## Provided records
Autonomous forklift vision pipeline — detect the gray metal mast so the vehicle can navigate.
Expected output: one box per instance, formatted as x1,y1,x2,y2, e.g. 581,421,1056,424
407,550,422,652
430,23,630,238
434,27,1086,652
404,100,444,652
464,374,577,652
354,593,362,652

* * *

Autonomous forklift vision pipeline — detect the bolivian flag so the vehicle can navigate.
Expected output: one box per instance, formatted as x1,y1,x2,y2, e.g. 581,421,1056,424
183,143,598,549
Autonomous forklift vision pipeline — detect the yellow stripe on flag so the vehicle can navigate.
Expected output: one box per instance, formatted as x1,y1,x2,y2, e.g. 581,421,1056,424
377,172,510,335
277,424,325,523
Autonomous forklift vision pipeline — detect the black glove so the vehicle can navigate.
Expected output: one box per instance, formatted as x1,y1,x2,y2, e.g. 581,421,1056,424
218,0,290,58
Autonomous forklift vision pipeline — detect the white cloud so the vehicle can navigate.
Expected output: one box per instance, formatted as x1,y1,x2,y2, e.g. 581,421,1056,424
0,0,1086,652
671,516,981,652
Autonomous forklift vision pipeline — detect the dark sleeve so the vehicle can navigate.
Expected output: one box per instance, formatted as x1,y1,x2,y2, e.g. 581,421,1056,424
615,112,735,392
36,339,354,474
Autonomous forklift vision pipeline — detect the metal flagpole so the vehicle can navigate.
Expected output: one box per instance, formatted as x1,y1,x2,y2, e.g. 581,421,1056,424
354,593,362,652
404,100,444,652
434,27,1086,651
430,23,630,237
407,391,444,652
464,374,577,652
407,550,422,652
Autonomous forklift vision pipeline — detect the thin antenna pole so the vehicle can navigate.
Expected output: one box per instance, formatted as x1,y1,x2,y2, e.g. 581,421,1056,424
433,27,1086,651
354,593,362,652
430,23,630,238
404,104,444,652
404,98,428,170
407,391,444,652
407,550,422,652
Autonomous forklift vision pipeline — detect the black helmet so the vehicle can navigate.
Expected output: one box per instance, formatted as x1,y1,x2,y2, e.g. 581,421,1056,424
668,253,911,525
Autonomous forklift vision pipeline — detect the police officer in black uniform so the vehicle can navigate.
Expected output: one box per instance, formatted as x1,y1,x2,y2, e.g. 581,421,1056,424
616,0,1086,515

## Instructions to follow
Count the lines in the records above that contain the word "Autonomous". Reply with the number alone.

## Solution to the problem
10